Data extract -
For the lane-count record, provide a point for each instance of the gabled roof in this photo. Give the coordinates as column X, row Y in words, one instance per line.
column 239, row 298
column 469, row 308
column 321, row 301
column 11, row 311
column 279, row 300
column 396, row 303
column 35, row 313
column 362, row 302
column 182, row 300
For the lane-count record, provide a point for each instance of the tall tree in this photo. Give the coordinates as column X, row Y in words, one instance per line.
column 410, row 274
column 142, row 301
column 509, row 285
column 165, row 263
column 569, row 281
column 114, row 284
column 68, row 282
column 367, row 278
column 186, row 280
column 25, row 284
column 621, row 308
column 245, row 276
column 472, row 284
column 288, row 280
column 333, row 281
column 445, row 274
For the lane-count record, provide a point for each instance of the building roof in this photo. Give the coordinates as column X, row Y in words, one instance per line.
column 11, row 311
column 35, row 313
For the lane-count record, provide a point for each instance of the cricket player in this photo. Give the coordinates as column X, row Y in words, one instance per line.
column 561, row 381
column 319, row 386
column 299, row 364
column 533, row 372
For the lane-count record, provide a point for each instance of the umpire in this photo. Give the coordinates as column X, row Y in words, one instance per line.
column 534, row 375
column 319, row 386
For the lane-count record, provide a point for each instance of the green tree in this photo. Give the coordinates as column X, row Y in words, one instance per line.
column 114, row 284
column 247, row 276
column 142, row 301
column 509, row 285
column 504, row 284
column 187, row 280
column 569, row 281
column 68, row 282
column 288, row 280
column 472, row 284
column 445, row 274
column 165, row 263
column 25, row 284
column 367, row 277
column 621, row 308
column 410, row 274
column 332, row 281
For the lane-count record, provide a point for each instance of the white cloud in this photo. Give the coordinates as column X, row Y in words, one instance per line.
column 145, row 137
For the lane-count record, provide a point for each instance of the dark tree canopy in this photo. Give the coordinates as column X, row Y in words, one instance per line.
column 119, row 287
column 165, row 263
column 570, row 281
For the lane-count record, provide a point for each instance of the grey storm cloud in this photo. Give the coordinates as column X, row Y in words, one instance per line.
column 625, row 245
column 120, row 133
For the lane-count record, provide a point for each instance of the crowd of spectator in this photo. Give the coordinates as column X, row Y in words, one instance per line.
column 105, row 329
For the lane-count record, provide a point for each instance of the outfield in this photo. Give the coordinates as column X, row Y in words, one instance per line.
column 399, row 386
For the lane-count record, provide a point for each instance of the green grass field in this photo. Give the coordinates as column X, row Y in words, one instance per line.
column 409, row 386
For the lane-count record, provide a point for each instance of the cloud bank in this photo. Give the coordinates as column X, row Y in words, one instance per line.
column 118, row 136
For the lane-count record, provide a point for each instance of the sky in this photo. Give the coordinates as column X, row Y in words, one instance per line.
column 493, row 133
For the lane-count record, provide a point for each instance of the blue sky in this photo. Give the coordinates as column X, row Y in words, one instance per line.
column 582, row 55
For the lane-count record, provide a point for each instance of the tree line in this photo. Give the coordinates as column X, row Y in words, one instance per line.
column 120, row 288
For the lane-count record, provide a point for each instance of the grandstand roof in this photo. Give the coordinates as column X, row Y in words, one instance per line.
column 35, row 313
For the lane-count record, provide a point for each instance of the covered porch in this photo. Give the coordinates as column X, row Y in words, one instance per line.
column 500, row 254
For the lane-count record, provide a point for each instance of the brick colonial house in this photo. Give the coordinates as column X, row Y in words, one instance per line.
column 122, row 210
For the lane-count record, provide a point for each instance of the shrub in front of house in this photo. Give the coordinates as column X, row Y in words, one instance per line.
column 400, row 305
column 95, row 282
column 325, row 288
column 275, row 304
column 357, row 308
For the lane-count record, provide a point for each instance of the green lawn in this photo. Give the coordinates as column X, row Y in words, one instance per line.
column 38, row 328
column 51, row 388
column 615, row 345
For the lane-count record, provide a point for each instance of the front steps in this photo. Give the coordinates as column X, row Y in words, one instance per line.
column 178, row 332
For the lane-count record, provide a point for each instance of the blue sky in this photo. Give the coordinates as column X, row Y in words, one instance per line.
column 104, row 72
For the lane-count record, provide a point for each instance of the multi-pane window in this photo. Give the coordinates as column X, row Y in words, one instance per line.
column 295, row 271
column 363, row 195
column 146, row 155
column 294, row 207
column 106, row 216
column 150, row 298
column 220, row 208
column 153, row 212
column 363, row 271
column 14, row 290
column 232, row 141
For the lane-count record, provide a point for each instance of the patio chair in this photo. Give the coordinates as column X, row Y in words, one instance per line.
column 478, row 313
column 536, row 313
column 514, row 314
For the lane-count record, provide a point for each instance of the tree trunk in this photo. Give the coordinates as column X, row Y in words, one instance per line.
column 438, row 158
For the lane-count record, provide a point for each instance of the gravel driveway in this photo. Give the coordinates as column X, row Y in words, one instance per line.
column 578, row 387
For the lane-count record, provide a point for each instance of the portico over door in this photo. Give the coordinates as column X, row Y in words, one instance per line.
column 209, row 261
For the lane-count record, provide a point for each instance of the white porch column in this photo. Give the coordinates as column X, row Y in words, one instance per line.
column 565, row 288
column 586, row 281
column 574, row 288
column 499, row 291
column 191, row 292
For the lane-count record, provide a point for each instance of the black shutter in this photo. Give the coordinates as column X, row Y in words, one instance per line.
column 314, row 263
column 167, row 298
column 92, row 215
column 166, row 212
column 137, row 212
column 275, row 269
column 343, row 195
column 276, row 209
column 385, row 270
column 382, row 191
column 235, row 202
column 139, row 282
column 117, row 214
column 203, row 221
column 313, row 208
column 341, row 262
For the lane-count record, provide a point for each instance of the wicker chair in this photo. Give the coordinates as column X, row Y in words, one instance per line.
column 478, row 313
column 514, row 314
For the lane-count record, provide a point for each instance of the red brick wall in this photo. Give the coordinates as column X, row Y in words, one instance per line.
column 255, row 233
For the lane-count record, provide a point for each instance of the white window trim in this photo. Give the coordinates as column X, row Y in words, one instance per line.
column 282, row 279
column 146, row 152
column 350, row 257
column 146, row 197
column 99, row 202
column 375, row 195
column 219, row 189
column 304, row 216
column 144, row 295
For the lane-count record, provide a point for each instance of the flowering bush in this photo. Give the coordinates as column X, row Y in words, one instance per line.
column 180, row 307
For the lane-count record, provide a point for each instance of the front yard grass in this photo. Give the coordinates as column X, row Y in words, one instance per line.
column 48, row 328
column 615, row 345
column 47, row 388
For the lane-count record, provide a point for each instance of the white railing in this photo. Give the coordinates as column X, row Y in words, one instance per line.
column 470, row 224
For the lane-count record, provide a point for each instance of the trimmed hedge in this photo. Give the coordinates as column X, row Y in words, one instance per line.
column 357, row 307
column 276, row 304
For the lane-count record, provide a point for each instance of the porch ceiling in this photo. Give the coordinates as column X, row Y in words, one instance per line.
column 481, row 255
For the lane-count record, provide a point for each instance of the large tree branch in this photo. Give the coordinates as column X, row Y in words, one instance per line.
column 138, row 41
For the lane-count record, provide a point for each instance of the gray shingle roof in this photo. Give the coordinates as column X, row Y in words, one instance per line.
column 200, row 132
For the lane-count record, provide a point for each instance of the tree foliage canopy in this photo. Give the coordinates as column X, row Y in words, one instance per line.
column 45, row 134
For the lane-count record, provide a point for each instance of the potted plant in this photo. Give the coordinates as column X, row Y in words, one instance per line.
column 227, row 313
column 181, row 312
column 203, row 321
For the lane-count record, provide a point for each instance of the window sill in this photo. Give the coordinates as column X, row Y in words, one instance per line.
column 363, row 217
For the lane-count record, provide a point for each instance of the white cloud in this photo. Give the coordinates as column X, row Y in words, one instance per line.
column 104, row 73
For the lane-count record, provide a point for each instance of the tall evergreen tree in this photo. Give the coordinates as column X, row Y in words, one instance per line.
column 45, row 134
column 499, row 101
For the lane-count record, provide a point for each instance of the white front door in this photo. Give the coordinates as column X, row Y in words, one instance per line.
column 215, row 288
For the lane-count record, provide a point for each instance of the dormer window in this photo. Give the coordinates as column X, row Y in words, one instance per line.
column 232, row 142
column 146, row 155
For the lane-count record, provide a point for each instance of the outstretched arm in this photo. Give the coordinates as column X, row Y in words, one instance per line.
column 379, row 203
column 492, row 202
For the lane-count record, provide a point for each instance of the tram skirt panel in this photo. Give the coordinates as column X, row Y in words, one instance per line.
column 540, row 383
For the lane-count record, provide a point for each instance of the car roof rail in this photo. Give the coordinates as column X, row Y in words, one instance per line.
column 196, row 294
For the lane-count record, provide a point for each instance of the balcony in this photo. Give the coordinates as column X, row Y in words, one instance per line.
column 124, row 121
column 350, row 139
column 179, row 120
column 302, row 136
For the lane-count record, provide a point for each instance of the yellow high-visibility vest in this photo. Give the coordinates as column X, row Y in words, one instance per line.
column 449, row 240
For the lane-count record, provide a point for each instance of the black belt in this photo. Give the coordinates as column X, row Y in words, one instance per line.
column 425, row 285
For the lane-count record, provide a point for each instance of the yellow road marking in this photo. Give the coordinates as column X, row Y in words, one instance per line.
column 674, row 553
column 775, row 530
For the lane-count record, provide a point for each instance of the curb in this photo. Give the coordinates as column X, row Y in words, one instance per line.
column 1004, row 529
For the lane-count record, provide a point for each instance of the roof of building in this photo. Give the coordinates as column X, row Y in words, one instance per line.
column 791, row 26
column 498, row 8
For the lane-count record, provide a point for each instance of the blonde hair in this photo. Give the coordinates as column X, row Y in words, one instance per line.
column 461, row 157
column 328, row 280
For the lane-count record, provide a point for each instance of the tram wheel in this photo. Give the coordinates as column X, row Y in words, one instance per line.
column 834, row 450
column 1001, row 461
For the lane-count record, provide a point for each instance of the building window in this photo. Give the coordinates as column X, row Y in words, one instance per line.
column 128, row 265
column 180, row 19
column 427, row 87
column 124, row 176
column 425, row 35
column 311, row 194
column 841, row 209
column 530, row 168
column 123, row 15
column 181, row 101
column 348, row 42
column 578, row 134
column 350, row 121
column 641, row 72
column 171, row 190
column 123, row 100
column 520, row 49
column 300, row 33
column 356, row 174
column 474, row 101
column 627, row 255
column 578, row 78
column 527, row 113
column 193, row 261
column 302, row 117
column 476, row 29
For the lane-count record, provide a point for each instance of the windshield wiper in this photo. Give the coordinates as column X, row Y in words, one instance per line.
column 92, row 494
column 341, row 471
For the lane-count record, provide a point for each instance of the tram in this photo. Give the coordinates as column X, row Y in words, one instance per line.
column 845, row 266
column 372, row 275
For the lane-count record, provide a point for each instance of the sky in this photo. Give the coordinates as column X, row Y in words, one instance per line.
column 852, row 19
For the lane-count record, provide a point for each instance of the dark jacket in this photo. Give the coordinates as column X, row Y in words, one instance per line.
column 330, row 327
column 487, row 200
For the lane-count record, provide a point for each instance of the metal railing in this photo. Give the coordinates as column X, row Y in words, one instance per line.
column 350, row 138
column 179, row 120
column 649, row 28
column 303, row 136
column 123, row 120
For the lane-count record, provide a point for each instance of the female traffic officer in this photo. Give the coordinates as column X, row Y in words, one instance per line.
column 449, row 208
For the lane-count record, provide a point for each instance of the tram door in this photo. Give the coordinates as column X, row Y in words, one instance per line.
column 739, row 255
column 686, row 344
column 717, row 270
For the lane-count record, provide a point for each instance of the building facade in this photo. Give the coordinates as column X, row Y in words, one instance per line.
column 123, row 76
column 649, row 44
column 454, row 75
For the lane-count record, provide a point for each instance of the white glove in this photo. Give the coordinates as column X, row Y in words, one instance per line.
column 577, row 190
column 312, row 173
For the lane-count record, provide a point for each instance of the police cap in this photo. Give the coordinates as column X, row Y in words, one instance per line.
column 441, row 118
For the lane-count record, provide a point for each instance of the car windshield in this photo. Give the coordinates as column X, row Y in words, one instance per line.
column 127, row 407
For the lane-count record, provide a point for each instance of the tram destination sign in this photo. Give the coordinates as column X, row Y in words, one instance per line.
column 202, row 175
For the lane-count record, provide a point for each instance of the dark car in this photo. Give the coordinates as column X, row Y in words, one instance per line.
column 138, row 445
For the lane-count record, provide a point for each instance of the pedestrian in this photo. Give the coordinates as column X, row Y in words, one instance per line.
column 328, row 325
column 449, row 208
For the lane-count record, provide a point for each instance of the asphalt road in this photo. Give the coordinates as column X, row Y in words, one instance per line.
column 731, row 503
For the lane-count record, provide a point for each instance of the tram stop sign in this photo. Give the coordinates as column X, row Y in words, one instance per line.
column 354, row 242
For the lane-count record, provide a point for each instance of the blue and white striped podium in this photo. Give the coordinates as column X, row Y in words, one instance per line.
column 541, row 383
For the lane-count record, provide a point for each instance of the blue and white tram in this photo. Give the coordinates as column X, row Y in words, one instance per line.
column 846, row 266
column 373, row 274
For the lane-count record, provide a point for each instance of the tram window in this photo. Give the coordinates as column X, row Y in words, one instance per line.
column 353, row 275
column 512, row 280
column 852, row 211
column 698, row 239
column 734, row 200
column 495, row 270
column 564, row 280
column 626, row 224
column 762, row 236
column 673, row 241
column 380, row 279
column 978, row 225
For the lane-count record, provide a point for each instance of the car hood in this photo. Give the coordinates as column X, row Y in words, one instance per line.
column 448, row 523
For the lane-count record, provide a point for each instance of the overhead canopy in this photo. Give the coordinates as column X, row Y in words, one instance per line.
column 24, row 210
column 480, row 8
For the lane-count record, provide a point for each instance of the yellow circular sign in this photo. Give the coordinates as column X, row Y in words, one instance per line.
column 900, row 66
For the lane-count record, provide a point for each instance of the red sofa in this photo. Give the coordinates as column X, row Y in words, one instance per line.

Work request - Each line from the one that includes "the tram window" down to the close of the records above is to be given again exactly, and no other line is to appear.

Exercise solution -
For the lane-count record, provide a point for each instance of the tram window in this photo. Give the coordinates as column X, row Y in words, one instance per line.
column 353, row 275
column 512, row 280
column 852, row 211
column 698, row 239
column 734, row 200
column 495, row 270
column 564, row 280
column 626, row 224
column 762, row 236
column 673, row 241
column 380, row 279
column 978, row 225
For the lane-count record, provide a point for each instance of the car hood in this photo. Give the coordinates as column X, row Y in words, one instance per line.
column 448, row 523
For the lane-count record, provide a point for each instance of the overhead canopy in this photo. Give the coordinates as column X, row Y in words, one instance per line.
column 24, row 210
column 480, row 8
For the lane-count record, provide a point for each instance of the yellow circular sign in this photo. Give the coordinates as column X, row Y in words, one instance per line.
column 900, row 66
For the lane-count record, provide a point for each instance of the red sofa in this photo. Give the coordinates as column X, row Y in words, one instance per line.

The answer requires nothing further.